◆ TEXT SECTION
+++
Thursday, October 21, 2010

pg_hotbackup utility for Backup of PG

Users always look for a Backup utility which can give some Good options and a utility can be use with all the instances of PG to take the backup.

I have thought in same way and created a pg_hotbackup script. pg_hotbackup utility which I worked on is now a server side utility which takes backup on server side and keep the backups in Backup directory.

Options which I have included in it, are following:
Compulsory Options:
-H  (This is for Bin Directory location, utility will use psql command of PG Instance )
-b  (Directory where user wants to keep the backup)
-p  (Port number of PG Instance)
-U username (Username)
-P passwd   (Password).
Some other options:
-a: Archive Only Option [1|0]
-r: Retention Policy [ in days ]
-l: List Backups
-n: Backup File Name
-v: Validate Only [1|0]
-R: Retention Only [|0]
\?: Help
So, I have all the options with me.

Now, lets understand what do we need:
1. We need a catalog file, in which utility can keep the backups information and validate the information as per new backups and retention policy.
+++
◆ GOAL
Copy the stretch of the pg_hotbackup post from "pg_hotbackup utility for" through "PG Instance )" word for word.

◆ INFORMATION SHOWN
+++
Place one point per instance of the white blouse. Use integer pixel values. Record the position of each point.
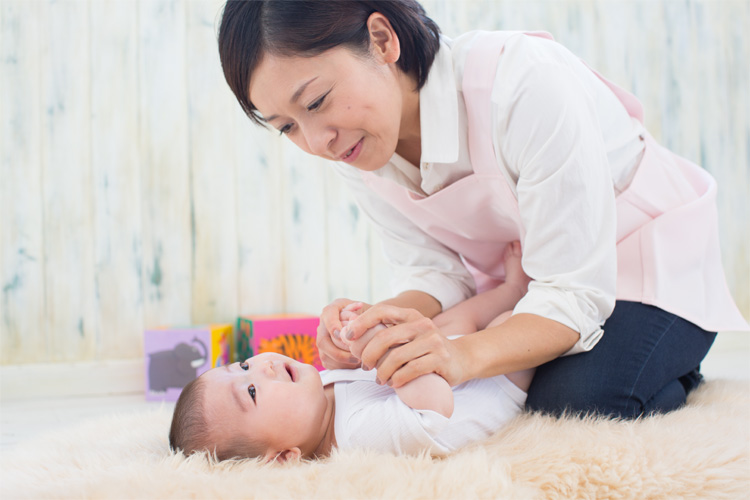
+++
◆ IN RESPONSE
pg_hotbackup utility for Backup of PG

Users always look for a Backup utility which can give some Good options and a utility can be use with all the instances of PG to take the backup.

I have thought in same way and created a pg_hotbackup script. pg_hotbackup utility which I worked on is now a server side utility which takes backup on server side and keep the backups in Backup directory.

Options which I have included in it, are following:
Compulsory Options:
-H  (This is for Bin Directory location, utility will use psql command of PG Instance )